▶ _Work instructions_
Below is a block of records; repeat all of them exactly.

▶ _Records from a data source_
—————

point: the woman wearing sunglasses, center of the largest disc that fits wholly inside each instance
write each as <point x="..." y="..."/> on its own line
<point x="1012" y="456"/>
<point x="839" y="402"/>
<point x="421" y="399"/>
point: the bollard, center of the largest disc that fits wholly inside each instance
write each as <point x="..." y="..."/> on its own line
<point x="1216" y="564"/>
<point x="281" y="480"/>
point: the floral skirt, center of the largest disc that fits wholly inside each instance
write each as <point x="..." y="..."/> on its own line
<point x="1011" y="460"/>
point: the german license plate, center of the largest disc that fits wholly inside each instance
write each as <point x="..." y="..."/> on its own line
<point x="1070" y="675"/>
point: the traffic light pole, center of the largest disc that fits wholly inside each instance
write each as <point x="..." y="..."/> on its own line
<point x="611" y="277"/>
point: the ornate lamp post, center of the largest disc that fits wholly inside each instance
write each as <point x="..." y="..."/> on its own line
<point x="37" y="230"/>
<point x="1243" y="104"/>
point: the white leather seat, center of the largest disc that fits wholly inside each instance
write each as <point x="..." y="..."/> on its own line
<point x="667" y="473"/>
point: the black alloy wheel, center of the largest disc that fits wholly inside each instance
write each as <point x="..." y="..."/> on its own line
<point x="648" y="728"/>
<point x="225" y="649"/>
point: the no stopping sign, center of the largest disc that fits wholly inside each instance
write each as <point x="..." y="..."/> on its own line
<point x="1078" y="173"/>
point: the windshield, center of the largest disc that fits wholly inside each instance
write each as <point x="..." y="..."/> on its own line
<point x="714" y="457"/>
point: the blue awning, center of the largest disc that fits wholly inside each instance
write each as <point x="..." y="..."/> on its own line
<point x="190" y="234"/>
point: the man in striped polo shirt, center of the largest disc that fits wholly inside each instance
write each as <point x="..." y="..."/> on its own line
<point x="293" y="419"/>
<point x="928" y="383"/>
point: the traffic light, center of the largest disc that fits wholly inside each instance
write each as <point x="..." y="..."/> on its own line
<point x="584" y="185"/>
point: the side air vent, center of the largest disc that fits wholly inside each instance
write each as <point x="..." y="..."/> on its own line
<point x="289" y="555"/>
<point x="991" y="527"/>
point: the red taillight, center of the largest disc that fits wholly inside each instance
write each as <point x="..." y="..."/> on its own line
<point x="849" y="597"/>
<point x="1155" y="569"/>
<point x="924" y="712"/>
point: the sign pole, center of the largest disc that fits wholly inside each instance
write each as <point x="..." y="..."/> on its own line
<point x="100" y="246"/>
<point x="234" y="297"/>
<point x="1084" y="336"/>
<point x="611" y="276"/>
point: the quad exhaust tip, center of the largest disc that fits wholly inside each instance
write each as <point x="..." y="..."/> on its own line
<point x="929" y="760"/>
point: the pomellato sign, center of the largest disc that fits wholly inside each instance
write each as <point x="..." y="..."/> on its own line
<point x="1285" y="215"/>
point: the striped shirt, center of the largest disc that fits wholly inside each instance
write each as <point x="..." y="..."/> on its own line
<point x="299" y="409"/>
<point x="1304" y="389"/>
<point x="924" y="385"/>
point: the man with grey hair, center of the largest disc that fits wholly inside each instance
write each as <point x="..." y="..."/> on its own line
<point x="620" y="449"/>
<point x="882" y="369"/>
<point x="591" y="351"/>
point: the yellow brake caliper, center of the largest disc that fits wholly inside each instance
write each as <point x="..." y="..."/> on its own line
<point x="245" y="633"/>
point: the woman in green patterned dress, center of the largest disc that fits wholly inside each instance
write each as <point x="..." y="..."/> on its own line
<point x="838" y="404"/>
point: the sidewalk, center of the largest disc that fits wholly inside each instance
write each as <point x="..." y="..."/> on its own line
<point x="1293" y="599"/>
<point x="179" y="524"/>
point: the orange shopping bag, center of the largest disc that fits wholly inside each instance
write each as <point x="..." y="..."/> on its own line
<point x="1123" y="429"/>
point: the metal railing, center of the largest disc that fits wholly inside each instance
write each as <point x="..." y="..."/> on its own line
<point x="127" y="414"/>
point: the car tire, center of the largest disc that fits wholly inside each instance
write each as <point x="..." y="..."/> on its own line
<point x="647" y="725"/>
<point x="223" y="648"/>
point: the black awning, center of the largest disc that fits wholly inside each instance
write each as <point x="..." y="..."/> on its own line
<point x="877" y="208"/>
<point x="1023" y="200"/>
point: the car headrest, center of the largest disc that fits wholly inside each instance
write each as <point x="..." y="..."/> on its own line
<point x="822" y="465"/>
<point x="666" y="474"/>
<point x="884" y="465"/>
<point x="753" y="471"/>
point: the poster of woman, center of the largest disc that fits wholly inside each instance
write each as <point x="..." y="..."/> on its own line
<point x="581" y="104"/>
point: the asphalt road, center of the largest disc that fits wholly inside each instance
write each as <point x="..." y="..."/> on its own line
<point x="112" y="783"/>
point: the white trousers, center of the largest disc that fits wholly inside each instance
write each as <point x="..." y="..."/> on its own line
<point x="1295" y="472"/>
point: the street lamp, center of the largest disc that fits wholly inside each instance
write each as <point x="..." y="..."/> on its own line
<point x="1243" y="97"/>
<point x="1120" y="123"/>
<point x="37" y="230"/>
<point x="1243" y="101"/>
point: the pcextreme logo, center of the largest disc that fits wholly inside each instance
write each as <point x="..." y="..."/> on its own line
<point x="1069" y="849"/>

—————

▶ _Exercise output_
point: the woman wearing sunglasses, center of the largest disc that fits wholly inside each instance
write each as <point x="..." y="..."/> on its own line
<point x="1012" y="456"/>
<point x="839" y="402"/>
<point x="421" y="399"/>
point: the bollard, center of the largest disc that fits wholly inside each instance
write each as <point x="..." y="..."/> on its own line
<point x="1216" y="564"/>
<point x="281" y="480"/>
point: the floral skirt, center of the largest disc that fits wholly inside each instance
write each as <point x="..." y="..."/> on its own line
<point x="1011" y="460"/>
point: the german license plate, center of the largest disc that fits wholly inside each instance
write each as <point x="..." y="..."/> on its own line
<point x="1070" y="675"/>
point: the traffic light pole, center of the largest disc that fits wholly inside each instance
write each as <point x="..." y="..."/> on its own line
<point x="611" y="277"/>
point: the ornate lamp post, center of the largest disc that fits wholly inside each instance
write each as <point x="..." y="..."/> on its own line
<point x="37" y="230"/>
<point x="1243" y="104"/>
point: the white leather seat, center of the largest disc that fits wholly inside each instance
write each as <point x="..." y="..."/> on its own line
<point x="667" y="473"/>
point: the black alloy wheel, center of the largest disc that fits wholly inside each instance
write each as <point x="..." y="..."/> on its own line
<point x="648" y="728"/>
<point x="225" y="649"/>
point: the no stopping sign, center of the largest disc that fits wholly inside each instance
write each as <point x="..." y="..."/> on its own line
<point x="1078" y="173"/>
point: the windshield, center of the largest disc that fits wholly inside each instance
write each as <point x="..." y="..."/> on its own line
<point x="714" y="457"/>
point: the blue awning, center of the largest disc that fits wholly inside each instance
write each as <point x="..." y="..."/> on its own line
<point x="190" y="234"/>
point: the man in striped polo shirt, center of the largest disc that fits wholly inside each instance
write each as <point x="..." y="..."/> on its own line
<point x="293" y="419"/>
<point x="928" y="383"/>
point: the traffic light, center of the largest disc that fits wholly inside each instance
write each as <point x="..." y="..."/> on its own line
<point x="584" y="185"/>
point: the side air vent, center of the largest disc that fits wholly inside each instance
write each as <point x="..." y="..."/> on its own line
<point x="289" y="555"/>
<point x="991" y="527"/>
point: the red taillight, center of the largest disc that fits wholly inside each instance
write each as <point x="..." y="..."/> on its own line
<point x="849" y="597"/>
<point x="1155" y="569"/>
<point x="924" y="712"/>
point: the sign pole, center of the largest disc that fits wholly inside each instance
write each as <point x="..." y="..."/> on its own line
<point x="100" y="246"/>
<point x="234" y="297"/>
<point x="1084" y="336"/>
<point x="611" y="276"/>
point: the quad exhaust tip, center of the largest disc that fits wholly inside each instance
write each as <point x="..." y="..."/> on its own line
<point x="929" y="760"/>
point: the pomellato sign, center of the largest disc that fits wholly inside each instance
write each as <point x="..." y="..."/> on its own line
<point x="1285" y="215"/>
point: the striped shirt, center of the largest disc that fits wholly inside each instance
write each as <point x="..." y="..."/> on its own line
<point x="299" y="409"/>
<point x="1304" y="389"/>
<point x="924" y="385"/>
point: the man with grey hair, center of the largest disc that fits wholly inside each instance
write each as <point x="..." y="..."/> on its own line
<point x="620" y="449"/>
<point x="882" y="369"/>
<point x="591" y="351"/>
point: the yellow brake caliper, center of the largest disc that fits wholly inside each instance
write each as <point x="..." y="..."/> on its own line
<point x="245" y="633"/>
point: the woman in green patterned dress, center of the largest disc that fits wholly inside each instance
write each as <point x="..." y="..."/> on its own line
<point x="838" y="404"/>
point: the sidewalk, center of the largest disc that fits wholly inside each instance
write each as <point x="..." y="..."/> on its own line
<point x="1293" y="599"/>
<point x="179" y="524"/>
point: the orange shopping bag, center of the largest disc that fits wholly inside each instance
write each as <point x="..." y="..."/> on its own line
<point x="1123" y="429"/>
point: the metal railing, center of the largest disc that fits wholly inside each instance
write each as <point x="..." y="..."/> on its own line
<point x="127" y="414"/>
point: the car tire, center of the largest disc that fits wholly inside each instance
write each as <point x="..." y="..."/> on its own line
<point x="647" y="725"/>
<point x="223" y="648"/>
point: the black awning, center of the largest disc that fits wholly inside each instance
write each as <point x="..." y="..."/> on its own line
<point x="877" y="208"/>
<point x="1023" y="200"/>
point: the car headrest, center of the largest disc that fits wholly inside each instance
write each as <point x="..." y="..."/> on its own line
<point x="822" y="465"/>
<point x="666" y="474"/>
<point x="884" y="465"/>
<point x="753" y="471"/>
point: the poster of woman, center of the largest disc that fits wholly inside each instance
write each as <point x="..." y="..."/> on its own line
<point x="581" y="104"/>
point: the asphalt road, center of the largest disc that fits wholly inside each instance
write each as <point x="..." y="..."/> on its own line
<point x="112" y="783"/>
point: the white trousers, center of the largest disc that fits wholly inside each instance
write each as <point x="..." y="..."/> on its own line
<point x="1295" y="472"/>
point: the street lamp, center of the largest disc that fits wholly inside each instance
write each as <point x="..." y="..."/> on its own line
<point x="1243" y="97"/>
<point x="1120" y="123"/>
<point x="37" y="230"/>
<point x="1243" y="101"/>
point: the pcextreme logo, center of the largest disc that fits wholly inside each instance
write each as <point x="..." y="..."/> on its own line
<point x="1069" y="849"/>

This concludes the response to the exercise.